Document —
------------------------------------------------
Access Service: Temporary Access to the Cloud
Jun 1, 2021
By Andy Li
Access is always changing. When you start at a new company, you usually are given access to a set of apps provisioned to you on day one, based on your team and role. Even on day one, there can be a difference between the access you are granted and the access you need to do your job. This results in two outcomes: underprovisioned or overprovisioned access.
For the IT and security teams who manage cloud infrastructure accounts, securing access to them can be difficult and scary; the systems are complex, and the stakes are high. If you grant too much access, you might allow bad actors access to your tools and infrastructure, which at best results in a breach notification; at worst, it results in a company-ending, game-over scenario. If you grant too little access, you put roadblocks between your colleagues and the work they need to do, meaning you are decreasing your company’s productivity.
Overprovisioned access
A common approach taken by startups and small companies is to grant access permissively. In these companies, early productivity can be critical to the success of the business. An employee locked out of a system because of missing access means lost productivity and lost income for the business.
If you give employees permanent admin access to every system, you optimize for velocity, but at the expense of increased risks from compromised employee accounts and insider threats. This results in an increased attack surface. As your company grows, it becomes more important to secure access to critical resources, and this requires a different approach.
Underprovisioned access
If you give employees too little access, it forces them to request access more often. Although new employees are initially given access based on their team and role, new duties and new projects can quickly increase the scope of the access they need. Depending on your company’s process for providing access, this can be cumbersome for the requester, for the approver, or oftentimes, for both.
------------------------------------------------
Point-based annotation data:
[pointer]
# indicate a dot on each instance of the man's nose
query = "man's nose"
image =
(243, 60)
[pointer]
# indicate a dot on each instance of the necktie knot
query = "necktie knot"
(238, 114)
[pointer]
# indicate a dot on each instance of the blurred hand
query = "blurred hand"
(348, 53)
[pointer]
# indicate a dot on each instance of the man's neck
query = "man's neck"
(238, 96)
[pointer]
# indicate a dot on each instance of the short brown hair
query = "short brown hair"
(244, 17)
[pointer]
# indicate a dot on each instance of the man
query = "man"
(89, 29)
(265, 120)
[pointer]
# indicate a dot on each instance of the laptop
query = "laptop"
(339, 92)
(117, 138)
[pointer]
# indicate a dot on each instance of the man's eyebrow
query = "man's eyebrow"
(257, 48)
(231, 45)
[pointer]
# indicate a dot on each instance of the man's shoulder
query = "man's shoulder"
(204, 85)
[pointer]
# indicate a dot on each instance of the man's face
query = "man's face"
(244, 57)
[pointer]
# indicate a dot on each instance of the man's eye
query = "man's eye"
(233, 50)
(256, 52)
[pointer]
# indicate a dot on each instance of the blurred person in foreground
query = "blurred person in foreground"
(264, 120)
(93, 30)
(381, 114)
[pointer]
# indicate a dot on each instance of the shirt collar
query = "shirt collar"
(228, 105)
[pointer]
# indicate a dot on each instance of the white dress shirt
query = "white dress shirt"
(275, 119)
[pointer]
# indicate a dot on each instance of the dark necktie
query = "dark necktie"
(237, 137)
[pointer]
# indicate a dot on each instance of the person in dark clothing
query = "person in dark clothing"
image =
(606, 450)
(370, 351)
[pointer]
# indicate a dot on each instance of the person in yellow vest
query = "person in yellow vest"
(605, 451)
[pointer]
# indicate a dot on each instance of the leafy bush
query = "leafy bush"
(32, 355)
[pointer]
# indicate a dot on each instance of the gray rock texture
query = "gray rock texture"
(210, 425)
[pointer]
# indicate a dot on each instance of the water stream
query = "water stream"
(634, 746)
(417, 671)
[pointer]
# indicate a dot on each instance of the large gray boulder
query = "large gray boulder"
------------------------------------------------
Required work —
A) In the cloud access article, what approach to granting access do startups and small companies commonly take?
B) Please carry the cloud access article forward from the point where it stops.
These records have nothing to do with the cloud access article.

Answers to the tasks —
A) They grant access permissively.

B)
Here at Segment, we have production environments across Amazon Web Services (AWS) and Google Cloud Platform (GCP). We need to secure access to these accounts thoughtfully so that our engineers can continue to build fast and safely. At many companies, you might rely on a centralized team to manage internal access. While this is a simple approach, it does not scale – team members have a limited amount of context surrounding requests, and might accidentally over-provision the requester’s access. At Segment, we approached the problem of managing least-privilege cloud access by building Access Service: a tool that enables time-based, peer-reviewed access.
Setting the stage: access at Segment
At Segment, we have hundreds of roles across dozens of SaaS apps and cloud providers representing different levels of access. In the past, we used to have to log in to each app or system individually to grant a user access. Our IT team managed to “federate” our cloud access and use Okta as our Identity Provider. This gave us a single place to manage which users have access to which roles and applications. The rest of this blog post builds on this federated access system.
If your organization hasn’t built something similar, the following resources that can help you build and set up your own federated cloud access system.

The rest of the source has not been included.